Records from a data collection:
◆ ◆ ◆ ◆ ◆
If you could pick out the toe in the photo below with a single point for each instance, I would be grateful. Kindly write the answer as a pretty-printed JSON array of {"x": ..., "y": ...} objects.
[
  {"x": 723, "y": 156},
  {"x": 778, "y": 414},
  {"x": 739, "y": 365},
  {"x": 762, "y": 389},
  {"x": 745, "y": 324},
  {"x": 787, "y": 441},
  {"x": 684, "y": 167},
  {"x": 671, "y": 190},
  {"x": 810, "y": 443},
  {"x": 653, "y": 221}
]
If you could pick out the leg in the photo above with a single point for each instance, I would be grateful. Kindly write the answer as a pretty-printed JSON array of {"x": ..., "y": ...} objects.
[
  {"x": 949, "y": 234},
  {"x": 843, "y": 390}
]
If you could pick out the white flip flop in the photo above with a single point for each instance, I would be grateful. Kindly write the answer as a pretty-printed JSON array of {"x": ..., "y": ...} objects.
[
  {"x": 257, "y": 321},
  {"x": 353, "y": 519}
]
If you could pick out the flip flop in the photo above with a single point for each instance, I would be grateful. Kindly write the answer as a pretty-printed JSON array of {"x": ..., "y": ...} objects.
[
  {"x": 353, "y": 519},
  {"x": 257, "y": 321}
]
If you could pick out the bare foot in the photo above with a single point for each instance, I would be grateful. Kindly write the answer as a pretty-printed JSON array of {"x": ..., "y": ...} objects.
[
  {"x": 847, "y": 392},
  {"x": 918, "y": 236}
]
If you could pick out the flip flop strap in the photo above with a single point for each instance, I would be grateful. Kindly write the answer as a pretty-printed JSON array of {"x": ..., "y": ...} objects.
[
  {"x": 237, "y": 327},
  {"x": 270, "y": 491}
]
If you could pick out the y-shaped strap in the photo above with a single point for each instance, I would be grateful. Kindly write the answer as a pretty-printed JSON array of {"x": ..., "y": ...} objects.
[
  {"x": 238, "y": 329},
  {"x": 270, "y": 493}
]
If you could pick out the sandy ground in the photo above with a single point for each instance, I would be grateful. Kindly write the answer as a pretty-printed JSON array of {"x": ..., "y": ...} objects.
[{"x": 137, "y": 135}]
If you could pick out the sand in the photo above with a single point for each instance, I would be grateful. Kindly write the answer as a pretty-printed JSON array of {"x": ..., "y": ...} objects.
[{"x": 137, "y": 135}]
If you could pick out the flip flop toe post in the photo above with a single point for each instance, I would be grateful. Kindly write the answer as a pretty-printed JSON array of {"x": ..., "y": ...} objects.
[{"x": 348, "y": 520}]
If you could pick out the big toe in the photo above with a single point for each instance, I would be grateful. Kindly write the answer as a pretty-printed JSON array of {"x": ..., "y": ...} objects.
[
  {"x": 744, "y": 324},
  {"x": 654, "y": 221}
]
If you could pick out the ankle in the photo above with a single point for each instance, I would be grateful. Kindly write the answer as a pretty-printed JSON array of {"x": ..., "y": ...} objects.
◆ ◆ ◆ ◆ ◆
Exercise instructions >> Lines from the one containing "If you could pick out the y-shaped" through the last line of the records, both included, are the only ones to print, each exactly as it is.

Your solution >>
If you could pick out the y-shaped strap in the photo above with a single point for each instance, I would be grateful. Kindly write the answer as a pretty-printed JSON array of {"x": ..., "y": ...} objects.
[
  {"x": 238, "y": 329},
  {"x": 270, "y": 493}
]
If you could pick out the sandy ground in the photo above with a single point for each instance, I would be grateful. Kindly write the answer as a pretty-printed JSON array of {"x": ..., "y": ...} objects.
[{"x": 137, "y": 135}]
If you could pick out the sand in the photo above with a single point for each instance, I would be grateful. Kindly write the answer as a pretty-printed JSON array of {"x": ..., "y": ...} objects.
[{"x": 137, "y": 135}]
If you could pick out the flip flop toe post in the photo above with a single point for each instance, I would be grateful. Kindly write the answer as a pretty-printed JSON array of {"x": ..., "y": ...} objects.
[{"x": 348, "y": 520}]
If you could pick out the big toe in the photo above with a single point for each instance, I would be grateful. Kindly write the answer as a pretty-printed JSON array of {"x": ..., "y": ...} objects.
[
  {"x": 744, "y": 324},
  {"x": 654, "y": 221}
]
If you could pick out the ankle in the photo above with a single point for each instance, I would be grateful. Kindly write the answer as a pretty-printed JSON array of {"x": ..., "y": ...} objects.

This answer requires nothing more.